## Exercise aim
Your answer should be every line from the records that contains "below".

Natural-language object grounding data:
====
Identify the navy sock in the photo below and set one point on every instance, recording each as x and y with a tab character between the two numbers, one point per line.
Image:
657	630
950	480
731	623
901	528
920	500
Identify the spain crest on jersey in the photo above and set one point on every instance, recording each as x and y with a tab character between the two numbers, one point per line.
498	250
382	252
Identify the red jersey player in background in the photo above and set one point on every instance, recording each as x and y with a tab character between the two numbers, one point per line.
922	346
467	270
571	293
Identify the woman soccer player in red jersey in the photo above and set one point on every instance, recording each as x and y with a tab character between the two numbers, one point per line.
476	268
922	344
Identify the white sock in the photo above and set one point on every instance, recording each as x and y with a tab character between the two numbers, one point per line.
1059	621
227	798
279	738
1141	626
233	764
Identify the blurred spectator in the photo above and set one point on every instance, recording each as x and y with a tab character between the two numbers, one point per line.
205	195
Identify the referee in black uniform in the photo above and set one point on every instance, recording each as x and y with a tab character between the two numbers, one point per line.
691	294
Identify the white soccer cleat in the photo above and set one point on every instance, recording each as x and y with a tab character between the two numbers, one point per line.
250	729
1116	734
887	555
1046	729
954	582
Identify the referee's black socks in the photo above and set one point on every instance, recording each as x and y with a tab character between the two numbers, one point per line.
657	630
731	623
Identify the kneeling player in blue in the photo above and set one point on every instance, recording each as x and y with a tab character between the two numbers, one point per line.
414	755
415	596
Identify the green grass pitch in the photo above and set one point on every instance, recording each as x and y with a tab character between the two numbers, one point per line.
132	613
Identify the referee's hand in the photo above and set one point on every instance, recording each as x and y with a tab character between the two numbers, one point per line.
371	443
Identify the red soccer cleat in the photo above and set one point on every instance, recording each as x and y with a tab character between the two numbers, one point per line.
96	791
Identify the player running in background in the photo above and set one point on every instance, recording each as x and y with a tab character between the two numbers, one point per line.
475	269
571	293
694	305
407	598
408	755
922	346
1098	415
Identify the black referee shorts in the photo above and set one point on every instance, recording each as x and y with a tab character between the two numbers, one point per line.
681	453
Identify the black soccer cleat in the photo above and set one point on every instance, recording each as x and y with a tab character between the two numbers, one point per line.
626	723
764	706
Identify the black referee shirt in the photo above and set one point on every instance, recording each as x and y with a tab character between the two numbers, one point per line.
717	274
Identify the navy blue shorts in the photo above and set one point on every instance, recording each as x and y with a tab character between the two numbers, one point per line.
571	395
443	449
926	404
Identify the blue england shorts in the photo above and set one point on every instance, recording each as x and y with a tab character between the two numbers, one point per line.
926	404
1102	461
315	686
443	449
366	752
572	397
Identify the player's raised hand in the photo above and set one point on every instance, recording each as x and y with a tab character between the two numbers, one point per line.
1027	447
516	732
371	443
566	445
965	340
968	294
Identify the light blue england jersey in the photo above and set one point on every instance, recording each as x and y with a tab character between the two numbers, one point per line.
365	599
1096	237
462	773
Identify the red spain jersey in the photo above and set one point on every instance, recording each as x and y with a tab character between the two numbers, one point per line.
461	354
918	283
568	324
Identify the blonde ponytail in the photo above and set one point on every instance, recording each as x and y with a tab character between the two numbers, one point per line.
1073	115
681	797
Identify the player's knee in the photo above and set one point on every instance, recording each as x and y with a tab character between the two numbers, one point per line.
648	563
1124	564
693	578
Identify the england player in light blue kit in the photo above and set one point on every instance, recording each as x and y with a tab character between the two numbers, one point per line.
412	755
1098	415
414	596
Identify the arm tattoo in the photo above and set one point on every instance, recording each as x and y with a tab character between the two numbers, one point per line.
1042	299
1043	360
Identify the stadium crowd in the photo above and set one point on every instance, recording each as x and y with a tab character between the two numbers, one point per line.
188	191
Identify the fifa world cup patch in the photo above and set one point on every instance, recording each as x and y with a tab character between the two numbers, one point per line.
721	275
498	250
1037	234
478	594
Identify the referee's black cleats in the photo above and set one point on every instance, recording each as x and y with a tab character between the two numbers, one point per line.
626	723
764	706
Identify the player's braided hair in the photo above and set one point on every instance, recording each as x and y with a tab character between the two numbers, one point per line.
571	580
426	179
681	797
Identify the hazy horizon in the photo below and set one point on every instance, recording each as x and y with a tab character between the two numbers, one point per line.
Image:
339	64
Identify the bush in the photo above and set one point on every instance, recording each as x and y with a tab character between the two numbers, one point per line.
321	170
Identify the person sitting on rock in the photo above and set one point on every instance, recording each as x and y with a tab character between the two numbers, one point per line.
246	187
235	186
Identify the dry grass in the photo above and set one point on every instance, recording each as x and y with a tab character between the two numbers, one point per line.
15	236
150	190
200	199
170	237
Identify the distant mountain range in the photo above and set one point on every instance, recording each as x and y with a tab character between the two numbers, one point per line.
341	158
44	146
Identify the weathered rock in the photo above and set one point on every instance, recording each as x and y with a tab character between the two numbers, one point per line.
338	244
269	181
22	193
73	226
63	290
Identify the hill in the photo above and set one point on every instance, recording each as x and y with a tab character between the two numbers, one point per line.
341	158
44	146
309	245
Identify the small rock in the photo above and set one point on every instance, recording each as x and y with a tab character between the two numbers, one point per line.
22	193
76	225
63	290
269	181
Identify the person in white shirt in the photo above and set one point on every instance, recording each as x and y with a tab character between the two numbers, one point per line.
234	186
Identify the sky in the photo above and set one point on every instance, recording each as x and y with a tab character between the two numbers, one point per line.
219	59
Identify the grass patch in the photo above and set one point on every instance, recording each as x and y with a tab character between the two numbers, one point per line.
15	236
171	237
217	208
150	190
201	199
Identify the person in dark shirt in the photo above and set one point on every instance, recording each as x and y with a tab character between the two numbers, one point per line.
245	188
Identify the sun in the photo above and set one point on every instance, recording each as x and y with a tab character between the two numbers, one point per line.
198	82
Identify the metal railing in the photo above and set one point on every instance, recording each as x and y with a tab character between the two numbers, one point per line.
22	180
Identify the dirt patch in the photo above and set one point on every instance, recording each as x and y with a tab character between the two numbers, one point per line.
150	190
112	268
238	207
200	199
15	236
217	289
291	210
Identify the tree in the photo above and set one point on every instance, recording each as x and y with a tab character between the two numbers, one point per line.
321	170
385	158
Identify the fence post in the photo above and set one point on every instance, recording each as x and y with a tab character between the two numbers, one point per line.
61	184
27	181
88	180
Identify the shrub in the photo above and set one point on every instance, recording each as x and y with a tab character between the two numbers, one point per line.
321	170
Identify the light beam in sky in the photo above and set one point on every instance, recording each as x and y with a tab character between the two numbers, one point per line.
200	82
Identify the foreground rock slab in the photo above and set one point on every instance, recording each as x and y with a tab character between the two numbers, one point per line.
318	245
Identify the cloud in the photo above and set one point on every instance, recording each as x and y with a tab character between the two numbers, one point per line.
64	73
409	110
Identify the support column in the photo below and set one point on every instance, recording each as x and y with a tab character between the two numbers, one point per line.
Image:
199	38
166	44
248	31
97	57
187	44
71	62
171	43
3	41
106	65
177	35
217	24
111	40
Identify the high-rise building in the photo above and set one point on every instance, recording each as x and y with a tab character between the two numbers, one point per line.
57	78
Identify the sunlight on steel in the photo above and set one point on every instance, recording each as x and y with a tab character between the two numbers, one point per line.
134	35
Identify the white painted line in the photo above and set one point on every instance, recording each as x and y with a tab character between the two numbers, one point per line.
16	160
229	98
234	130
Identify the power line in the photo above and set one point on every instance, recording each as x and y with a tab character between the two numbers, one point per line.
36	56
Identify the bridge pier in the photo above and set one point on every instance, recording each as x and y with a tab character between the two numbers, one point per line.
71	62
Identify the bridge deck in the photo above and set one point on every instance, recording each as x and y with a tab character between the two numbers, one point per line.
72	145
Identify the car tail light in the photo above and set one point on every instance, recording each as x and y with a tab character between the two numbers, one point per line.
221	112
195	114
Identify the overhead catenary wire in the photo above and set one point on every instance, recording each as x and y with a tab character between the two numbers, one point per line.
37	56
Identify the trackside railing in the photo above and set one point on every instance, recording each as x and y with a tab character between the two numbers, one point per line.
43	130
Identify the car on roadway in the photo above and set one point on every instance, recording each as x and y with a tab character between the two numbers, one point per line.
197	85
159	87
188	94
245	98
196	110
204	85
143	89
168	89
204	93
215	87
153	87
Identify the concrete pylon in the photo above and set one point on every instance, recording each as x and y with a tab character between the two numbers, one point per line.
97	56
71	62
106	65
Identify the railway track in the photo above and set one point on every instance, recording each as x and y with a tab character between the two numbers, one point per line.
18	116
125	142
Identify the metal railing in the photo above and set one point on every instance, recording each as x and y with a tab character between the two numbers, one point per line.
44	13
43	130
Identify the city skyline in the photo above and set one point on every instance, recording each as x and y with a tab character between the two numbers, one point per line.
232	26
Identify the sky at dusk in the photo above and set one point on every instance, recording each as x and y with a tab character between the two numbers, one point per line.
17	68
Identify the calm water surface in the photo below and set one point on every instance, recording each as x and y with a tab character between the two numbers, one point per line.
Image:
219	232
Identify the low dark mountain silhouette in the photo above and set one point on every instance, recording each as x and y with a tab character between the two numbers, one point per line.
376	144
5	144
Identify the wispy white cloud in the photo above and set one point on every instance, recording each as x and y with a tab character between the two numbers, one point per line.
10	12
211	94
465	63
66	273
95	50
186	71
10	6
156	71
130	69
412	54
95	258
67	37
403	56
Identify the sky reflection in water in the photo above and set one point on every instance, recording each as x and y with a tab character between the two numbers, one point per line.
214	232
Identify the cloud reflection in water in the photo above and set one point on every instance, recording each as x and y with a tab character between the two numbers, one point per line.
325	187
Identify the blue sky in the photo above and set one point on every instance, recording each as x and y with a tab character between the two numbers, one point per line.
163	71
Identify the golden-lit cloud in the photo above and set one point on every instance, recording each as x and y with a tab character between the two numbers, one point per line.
====
## Response to this exercise
Identify the navy sock in the photo below and set one point on every instance, recording each as x and y with a tab character between the two numbers, one point per line.
Identify the hazy horizon in the photo below and set one point on every instance, recording each as x and y with a tab character between the two numbers, one point per line.
Identify the support column in the photo below and set one point on every instance, recording each as x and y with a tab character between the two numbers, one point per line.
Identify the calm water surface in the photo below and set one point on every instance, recording each as x and y with a tab character between the two numbers, one point per line.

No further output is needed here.